Your instructions: Check each line of the data for "tile", and copy the ones that have it.

***** Data for this task *****

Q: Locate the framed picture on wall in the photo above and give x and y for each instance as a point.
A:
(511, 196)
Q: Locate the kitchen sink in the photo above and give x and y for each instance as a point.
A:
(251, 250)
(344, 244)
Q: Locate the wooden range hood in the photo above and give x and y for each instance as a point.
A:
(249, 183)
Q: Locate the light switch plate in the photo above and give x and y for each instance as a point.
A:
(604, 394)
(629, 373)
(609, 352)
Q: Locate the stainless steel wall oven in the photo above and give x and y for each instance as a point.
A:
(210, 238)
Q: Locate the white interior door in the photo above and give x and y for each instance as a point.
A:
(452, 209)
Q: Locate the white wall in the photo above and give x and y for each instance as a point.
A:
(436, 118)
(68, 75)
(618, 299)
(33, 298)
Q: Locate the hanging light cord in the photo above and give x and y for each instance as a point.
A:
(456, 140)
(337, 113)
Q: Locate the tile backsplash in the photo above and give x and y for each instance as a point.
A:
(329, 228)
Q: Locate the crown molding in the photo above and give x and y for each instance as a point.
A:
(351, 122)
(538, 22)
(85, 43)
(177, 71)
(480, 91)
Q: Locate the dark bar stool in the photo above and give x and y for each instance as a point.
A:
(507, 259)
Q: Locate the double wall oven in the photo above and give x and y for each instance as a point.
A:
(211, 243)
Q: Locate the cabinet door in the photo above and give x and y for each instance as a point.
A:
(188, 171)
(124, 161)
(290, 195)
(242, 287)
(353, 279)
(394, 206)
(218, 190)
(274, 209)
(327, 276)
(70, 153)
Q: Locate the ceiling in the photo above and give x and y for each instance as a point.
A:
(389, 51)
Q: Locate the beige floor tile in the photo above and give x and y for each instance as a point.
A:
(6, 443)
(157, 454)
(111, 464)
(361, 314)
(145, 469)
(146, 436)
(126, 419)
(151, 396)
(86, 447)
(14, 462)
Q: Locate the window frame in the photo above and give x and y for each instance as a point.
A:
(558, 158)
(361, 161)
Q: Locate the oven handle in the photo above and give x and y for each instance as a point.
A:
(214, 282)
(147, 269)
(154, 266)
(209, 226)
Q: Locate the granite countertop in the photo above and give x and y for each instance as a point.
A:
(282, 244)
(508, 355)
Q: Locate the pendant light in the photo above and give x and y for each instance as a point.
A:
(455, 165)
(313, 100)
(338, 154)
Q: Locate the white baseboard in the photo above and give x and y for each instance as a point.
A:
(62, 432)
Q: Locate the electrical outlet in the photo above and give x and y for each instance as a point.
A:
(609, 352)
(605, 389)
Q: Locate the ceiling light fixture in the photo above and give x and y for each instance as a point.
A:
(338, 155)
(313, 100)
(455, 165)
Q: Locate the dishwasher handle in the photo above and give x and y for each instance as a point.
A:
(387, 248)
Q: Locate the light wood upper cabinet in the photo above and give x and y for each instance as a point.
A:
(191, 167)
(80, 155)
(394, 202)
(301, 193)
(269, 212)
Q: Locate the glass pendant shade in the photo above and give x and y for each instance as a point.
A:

*****

Task output:
Q: Locate the tile backsplash in the photo above and give x and y for each instance as a point.
Q: Locate the beige floor tile in the photo above and give x and y for each instance as a point.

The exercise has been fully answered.